Consigne -
Relevez et recopiez chaque ligne des données ci-dessous qui contient le mot « photo ».
====== Extraits des données
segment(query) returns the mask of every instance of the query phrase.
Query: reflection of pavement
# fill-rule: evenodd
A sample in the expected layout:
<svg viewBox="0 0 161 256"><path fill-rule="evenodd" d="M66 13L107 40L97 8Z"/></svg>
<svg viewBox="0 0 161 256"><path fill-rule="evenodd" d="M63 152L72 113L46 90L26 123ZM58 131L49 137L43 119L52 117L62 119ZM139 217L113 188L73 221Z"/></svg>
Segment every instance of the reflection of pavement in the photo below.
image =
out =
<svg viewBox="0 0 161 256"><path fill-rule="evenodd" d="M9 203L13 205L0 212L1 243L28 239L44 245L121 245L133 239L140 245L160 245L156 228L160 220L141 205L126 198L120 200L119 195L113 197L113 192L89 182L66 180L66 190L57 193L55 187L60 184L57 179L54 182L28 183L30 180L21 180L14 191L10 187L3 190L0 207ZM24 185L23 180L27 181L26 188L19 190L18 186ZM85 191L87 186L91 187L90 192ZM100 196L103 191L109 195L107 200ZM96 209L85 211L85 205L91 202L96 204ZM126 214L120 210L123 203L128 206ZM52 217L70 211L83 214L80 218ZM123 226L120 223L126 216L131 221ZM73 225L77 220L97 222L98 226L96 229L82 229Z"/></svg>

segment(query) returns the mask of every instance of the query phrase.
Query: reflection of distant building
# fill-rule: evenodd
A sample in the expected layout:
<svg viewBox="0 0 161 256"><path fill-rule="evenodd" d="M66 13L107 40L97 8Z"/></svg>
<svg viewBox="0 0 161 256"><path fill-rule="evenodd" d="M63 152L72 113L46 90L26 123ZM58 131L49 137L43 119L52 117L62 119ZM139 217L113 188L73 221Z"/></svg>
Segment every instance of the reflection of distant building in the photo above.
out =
============
====== Extraits des données
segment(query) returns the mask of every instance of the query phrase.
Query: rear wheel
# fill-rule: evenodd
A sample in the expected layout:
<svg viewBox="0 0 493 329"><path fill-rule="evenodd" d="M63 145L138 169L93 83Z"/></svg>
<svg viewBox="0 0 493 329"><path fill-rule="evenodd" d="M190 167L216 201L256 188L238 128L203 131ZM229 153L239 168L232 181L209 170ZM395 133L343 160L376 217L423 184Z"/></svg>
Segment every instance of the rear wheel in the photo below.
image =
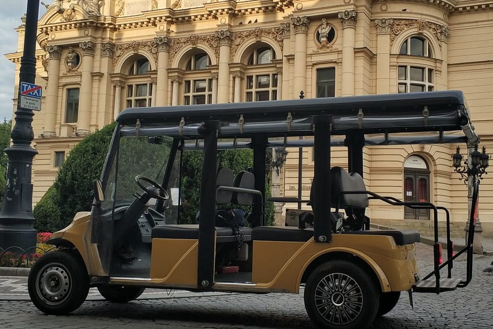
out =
============
====== Extraits des données
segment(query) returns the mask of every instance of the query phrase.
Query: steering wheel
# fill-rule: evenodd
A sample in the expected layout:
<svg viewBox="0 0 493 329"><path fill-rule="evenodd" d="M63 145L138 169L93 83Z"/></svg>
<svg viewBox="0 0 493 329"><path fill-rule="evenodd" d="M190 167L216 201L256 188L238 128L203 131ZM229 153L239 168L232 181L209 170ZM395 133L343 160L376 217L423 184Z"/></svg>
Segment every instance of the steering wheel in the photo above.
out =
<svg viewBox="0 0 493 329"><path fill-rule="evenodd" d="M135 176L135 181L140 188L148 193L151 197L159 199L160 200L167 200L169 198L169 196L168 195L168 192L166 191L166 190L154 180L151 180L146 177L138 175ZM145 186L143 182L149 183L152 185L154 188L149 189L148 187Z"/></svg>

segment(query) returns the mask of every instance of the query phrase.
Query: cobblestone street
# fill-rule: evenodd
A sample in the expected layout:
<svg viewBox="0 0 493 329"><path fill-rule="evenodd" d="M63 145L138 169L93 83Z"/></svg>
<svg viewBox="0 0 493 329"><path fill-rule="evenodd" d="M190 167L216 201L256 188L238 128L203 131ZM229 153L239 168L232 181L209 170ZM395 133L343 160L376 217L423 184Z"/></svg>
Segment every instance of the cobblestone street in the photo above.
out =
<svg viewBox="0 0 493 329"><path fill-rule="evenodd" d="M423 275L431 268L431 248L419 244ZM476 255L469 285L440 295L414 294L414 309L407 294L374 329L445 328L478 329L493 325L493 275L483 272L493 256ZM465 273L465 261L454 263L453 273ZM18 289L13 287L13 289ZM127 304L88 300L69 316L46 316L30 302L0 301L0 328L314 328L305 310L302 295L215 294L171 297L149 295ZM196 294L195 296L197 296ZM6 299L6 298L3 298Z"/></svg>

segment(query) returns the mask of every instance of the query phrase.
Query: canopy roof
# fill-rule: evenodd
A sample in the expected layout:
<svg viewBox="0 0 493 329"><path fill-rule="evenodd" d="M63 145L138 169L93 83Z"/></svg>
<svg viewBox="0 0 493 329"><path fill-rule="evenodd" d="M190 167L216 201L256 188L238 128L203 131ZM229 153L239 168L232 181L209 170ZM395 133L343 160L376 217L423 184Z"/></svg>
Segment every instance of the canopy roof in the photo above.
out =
============
Réponse -
Segment every instance of the reflection of pavement in the photo below.
Segment every instance of the reflection of distant building in the photo above.
Segment every instance of the rear wheel in the photo below.
Segment every instance of the steering wheel in the photo above.
Segment every instance of the cobblestone street in the photo above.
Segment every instance of the canopy roof in the photo above.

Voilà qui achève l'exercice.